AGI - Cosa rende grande una città?, si chiede il New York Times, per rispondersi che, forse, si viva a Durban, in Sudafrica, o a Medellín, in Colombia, “due persone dello stesso posto non daranno la stessa risposta”. Ma una città è grande solo “per la qualità della sua vita”. Il giornale osserva che diverse città in tutto il mondo si stanno “reinventando” per migliorare la vita dei residenti e, nel frattempo, “stanno anche delineando un percorso al fine di risolvere alcune delle sfide più urgenti dell’estetica urbana”.
Si prenda Medellìn, ad esempio, “un tempo considerato uno dei luoghi più pericolosi al mondo, è diventato un modello per il rinnovamento urbano attraverso la creazione di un'architettura pubblica visionaria e infrastrutture di trasporto, dove i residenti delle aree rurali possono arrivare in centro in funivia”. Allora, ecco cosa “possiamo imparare da Medellín” e altre città che stanno “aprendo nuovi orizzonti nella trasformazione urbana”, sottolinea il quotidiano Usa.
Il New York Times annota che “poche città sono cambiate in modo così significativo e rapido come Medellín”, con infrastrutture di mobilità ma anche biblioteche e musei di grande impatto visivo “da inserire nei quartieri più trascurati”.

▸ ESTRATTI DEI DATI:

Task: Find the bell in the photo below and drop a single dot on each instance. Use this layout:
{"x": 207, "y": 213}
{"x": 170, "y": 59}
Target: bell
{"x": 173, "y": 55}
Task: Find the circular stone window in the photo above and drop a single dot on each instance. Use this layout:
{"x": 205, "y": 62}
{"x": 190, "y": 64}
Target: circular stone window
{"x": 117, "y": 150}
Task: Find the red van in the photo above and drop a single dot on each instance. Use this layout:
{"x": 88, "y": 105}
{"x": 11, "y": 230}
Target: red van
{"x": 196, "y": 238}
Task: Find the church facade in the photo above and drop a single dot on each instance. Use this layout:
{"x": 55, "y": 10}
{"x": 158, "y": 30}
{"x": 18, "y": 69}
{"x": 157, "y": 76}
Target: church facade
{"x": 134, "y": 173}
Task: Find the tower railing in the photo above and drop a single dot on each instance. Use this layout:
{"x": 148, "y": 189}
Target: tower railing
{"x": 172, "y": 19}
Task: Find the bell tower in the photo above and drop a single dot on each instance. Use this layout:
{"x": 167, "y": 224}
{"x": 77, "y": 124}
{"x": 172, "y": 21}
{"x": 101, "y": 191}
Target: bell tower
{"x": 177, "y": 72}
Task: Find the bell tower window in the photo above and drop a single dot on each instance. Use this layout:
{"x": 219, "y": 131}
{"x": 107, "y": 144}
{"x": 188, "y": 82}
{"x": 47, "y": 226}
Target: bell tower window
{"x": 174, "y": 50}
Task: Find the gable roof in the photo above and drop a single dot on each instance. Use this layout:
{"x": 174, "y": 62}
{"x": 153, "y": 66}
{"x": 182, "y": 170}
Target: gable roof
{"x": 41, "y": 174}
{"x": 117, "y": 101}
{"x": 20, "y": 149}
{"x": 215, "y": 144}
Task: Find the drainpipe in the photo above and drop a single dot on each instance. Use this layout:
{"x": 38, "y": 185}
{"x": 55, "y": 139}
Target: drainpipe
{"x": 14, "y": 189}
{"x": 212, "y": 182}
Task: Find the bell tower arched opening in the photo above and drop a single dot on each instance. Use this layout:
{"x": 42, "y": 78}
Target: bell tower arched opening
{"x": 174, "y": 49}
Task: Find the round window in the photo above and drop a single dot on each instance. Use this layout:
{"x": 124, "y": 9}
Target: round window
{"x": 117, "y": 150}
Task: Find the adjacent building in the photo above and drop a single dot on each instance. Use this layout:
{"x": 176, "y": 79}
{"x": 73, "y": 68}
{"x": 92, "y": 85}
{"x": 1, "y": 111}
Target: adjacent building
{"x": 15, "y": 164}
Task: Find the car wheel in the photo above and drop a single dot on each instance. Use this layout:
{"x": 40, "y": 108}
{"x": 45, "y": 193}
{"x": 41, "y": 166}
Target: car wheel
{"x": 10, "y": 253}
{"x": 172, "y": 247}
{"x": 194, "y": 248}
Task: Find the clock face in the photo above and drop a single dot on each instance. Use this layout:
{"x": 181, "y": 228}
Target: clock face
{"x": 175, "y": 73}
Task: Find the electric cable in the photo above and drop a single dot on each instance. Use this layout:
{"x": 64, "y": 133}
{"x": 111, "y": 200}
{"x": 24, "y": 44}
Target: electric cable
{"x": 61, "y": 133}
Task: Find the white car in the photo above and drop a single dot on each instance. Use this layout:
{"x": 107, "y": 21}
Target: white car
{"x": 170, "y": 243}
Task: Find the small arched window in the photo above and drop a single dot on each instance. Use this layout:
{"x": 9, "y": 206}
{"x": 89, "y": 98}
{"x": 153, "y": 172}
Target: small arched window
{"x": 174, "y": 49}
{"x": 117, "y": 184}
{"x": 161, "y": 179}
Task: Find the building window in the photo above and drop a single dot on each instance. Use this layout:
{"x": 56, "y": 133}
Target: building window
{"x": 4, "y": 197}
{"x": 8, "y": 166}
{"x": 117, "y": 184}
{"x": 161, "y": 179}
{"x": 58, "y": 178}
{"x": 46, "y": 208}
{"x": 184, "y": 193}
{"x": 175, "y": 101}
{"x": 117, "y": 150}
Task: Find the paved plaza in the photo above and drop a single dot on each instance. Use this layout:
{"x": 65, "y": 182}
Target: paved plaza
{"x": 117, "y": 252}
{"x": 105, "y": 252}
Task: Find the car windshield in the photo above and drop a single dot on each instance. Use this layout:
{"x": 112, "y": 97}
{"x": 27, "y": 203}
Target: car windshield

▸ ISTRUZIONI: Riporti senza alcuna modifica il passo del testo sulla trasformazione urbana che comincia con "Si prenda Medellìn, ad" e prosegue fino a "il quotidiano Usa.".

▸ RISPOSTA:
Si prenda Medellìn, ad esempio, “un tempo considerato uno dei luoghi più pericolosi al mondo, è diventato un modello per il rinnovamento urbano attraverso la creazione di un'architettura pubblica visionaria e infrastrutture di trasporto, dove i residenti delle aree rurali possono arrivare in centro in funivia”. Allora, ecco cosa “possiamo imparare da Medellín” e altre città che stanno “aprendo nuovi orizzonti nella trasformazione urbana”, sottolinea il quotidiano Usa.